***** EXTRACTED ENTRIES *****

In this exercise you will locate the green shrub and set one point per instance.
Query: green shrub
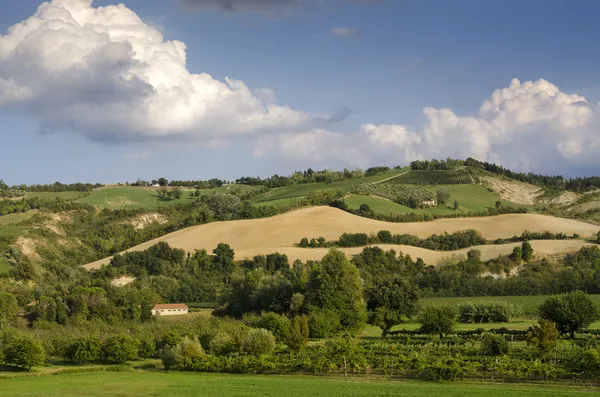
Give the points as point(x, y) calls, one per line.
point(543, 336)
point(186, 351)
point(21, 350)
point(258, 342)
point(493, 345)
point(120, 348)
point(323, 323)
point(299, 332)
point(437, 319)
point(86, 349)
point(276, 323)
point(484, 312)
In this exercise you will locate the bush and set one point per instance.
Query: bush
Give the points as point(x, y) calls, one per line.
point(120, 348)
point(299, 332)
point(258, 342)
point(437, 319)
point(571, 312)
point(22, 350)
point(187, 351)
point(482, 312)
point(86, 349)
point(543, 336)
point(276, 323)
point(493, 345)
point(222, 344)
point(323, 323)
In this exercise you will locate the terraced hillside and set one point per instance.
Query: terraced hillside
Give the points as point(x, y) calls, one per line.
point(282, 232)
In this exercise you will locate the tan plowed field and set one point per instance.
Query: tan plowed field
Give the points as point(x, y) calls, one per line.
point(281, 232)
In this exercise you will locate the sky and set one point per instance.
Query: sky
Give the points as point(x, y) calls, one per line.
point(110, 92)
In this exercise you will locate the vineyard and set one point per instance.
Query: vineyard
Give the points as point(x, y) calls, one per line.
point(395, 192)
point(435, 177)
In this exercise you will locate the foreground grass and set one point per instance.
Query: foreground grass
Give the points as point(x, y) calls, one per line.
point(219, 385)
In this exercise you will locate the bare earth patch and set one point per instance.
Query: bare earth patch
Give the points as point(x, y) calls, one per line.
point(280, 233)
point(145, 220)
point(511, 190)
point(27, 247)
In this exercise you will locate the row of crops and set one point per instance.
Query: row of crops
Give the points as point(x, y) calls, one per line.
point(398, 193)
point(435, 177)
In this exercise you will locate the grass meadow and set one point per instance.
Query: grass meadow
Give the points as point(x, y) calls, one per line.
point(304, 189)
point(133, 384)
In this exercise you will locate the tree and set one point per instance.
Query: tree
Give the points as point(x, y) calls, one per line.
point(443, 195)
point(391, 301)
point(86, 349)
point(335, 284)
point(543, 336)
point(299, 332)
point(22, 350)
point(120, 348)
point(527, 251)
point(474, 255)
point(8, 309)
point(437, 319)
point(177, 192)
point(571, 312)
point(258, 341)
point(517, 255)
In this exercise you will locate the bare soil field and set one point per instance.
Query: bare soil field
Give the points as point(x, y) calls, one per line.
point(511, 190)
point(282, 232)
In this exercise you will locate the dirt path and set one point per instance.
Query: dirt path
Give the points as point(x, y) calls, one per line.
point(282, 232)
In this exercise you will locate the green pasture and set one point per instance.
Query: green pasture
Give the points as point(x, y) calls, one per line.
point(4, 265)
point(279, 202)
point(13, 231)
point(470, 198)
point(16, 218)
point(53, 195)
point(104, 384)
point(304, 189)
point(131, 197)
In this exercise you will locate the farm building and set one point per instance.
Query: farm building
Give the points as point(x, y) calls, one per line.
point(172, 309)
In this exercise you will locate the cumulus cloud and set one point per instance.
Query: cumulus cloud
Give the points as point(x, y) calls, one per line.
point(105, 73)
point(345, 31)
point(529, 125)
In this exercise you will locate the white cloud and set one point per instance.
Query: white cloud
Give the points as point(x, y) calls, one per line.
point(345, 31)
point(105, 73)
point(530, 125)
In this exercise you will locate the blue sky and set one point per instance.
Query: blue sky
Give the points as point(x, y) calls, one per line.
point(405, 55)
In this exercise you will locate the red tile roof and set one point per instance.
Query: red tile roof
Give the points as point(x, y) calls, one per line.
point(170, 306)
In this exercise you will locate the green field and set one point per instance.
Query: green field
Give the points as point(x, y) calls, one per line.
point(13, 231)
point(304, 189)
point(220, 385)
point(16, 218)
point(4, 265)
point(434, 177)
point(469, 197)
point(529, 303)
point(53, 195)
point(279, 202)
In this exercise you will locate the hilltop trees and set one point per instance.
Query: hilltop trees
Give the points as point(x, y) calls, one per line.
point(391, 301)
point(571, 312)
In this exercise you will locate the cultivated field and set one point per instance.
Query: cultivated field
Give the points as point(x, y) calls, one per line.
point(305, 188)
point(222, 385)
point(280, 233)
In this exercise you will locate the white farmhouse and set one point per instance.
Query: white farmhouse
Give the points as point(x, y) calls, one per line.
point(171, 309)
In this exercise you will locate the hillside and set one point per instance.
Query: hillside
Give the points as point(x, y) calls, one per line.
point(282, 232)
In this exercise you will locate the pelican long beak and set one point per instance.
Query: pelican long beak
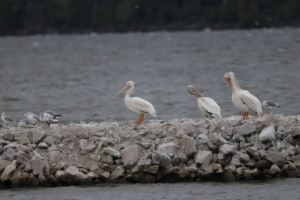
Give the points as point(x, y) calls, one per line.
point(124, 88)
point(228, 80)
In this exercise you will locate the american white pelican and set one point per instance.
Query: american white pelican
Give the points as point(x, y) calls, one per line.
point(137, 104)
point(31, 116)
point(6, 119)
point(51, 114)
point(242, 99)
point(26, 123)
point(207, 105)
point(269, 105)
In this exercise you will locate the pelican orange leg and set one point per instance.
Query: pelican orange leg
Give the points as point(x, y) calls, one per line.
point(140, 119)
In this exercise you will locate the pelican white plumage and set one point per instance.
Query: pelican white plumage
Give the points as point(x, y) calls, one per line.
point(243, 100)
point(137, 104)
point(207, 105)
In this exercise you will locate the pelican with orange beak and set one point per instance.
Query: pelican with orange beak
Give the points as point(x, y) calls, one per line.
point(243, 100)
point(207, 105)
point(137, 104)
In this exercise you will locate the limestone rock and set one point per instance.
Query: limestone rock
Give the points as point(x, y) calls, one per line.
point(189, 145)
point(56, 156)
point(227, 149)
point(8, 154)
point(37, 166)
point(203, 157)
point(274, 169)
point(4, 164)
point(167, 148)
point(22, 139)
point(267, 134)
point(118, 172)
point(244, 130)
point(71, 171)
point(276, 158)
point(111, 151)
point(217, 139)
point(9, 171)
point(130, 156)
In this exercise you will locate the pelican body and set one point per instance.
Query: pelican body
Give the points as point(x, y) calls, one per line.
point(137, 104)
point(243, 100)
point(207, 105)
point(269, 105)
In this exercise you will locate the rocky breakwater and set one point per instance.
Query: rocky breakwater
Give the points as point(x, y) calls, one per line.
point(229, 149)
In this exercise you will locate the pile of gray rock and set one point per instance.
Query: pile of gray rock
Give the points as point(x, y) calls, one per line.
point(228, 149)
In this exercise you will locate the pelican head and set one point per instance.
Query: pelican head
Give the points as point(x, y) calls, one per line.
point(193, 91)
point(128, 85)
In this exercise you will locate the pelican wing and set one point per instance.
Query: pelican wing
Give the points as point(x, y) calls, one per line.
point(251, 102)
point(210, 106)
point(143, 106)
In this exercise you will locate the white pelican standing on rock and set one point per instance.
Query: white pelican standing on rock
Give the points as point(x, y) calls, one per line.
point(242, 99)
point(137, 104)
point(207, 105)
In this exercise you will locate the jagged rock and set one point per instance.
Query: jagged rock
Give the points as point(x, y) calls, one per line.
point(244, 158)
point(61, 176)
point(217, 139)
point(238, 138)
point(203, 157)
point(130, 156)
point(274, 169)
point(83, 143)
point(56, 156)
point(152, 170)
point(43, 145)
point(267, 134)
point(49, 140)
point(235, 160)
point(71, 172)
point(25, 148)
point(118, 172)
point(189, 145)
point(207, 169)
point(37, 166)
point(8, 136)
point(266, 119)
point(88, 149)
point(227, 149)
point(113, 152)
point(165, 161)
point(276, 158)
point(8, 154)
point(9, 171)
point(144, 163)
point(252, 149)
point(244, 130)
point(82, 179)
point(4, 164)
point(167, 148)
point(22, 139)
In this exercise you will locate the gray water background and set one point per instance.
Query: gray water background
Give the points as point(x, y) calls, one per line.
point(278, 189)
point(79, 75)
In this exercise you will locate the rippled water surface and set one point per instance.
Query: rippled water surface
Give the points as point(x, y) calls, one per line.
point(281, 189)
point(79, 75)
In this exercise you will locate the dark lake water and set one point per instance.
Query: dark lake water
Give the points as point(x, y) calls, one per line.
point(79, 75)
point(279, 189)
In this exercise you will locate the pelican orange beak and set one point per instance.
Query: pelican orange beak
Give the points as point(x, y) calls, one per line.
point(124, 88)
point(229, 81)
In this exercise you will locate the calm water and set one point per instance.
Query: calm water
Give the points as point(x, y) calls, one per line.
point(79, 75)
point(281, 189)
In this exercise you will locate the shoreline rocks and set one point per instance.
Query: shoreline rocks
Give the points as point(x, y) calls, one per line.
point(228, 149)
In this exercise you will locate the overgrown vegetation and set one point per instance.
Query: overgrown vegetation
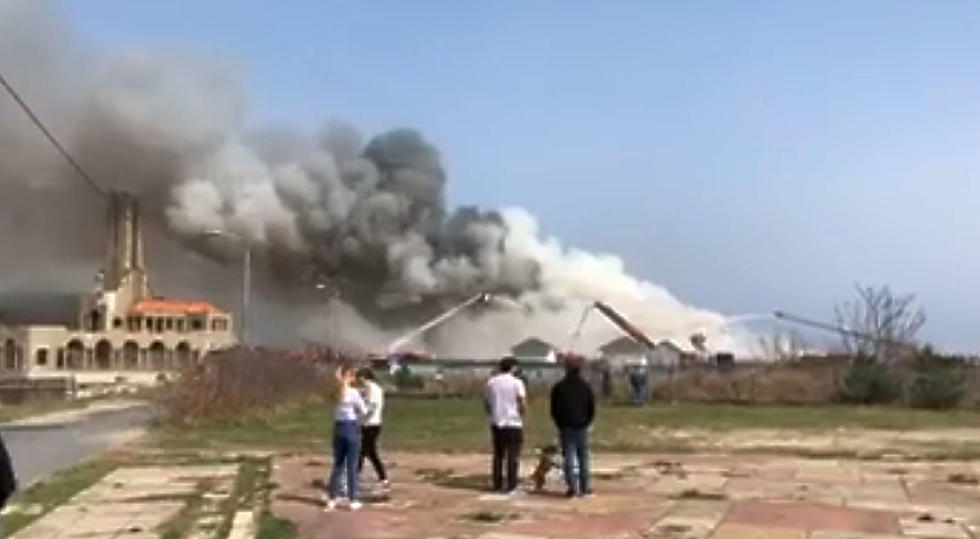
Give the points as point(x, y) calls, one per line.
point(231, 383)
point(867, 381)
point(459, 425)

*****

# WHAT IS NEEDED
Please write out again every line from the one that has "In this exercise you will locate the overgrown" through the end of the records, requests included, multiplying each coordinate in the answers by 2.6 and rounding it to a whole number, with halves rounded up. Omit the pictures from your answer.

# COMPLETE RESPONSE
In this exercise you will locate the overgrown vegetation and set one point per instance.
Query: overgrown vegetation
Give the points as point(x, y) calls, one per line.
point(601, 996)
point(2254, 991)
point(1193, 1105)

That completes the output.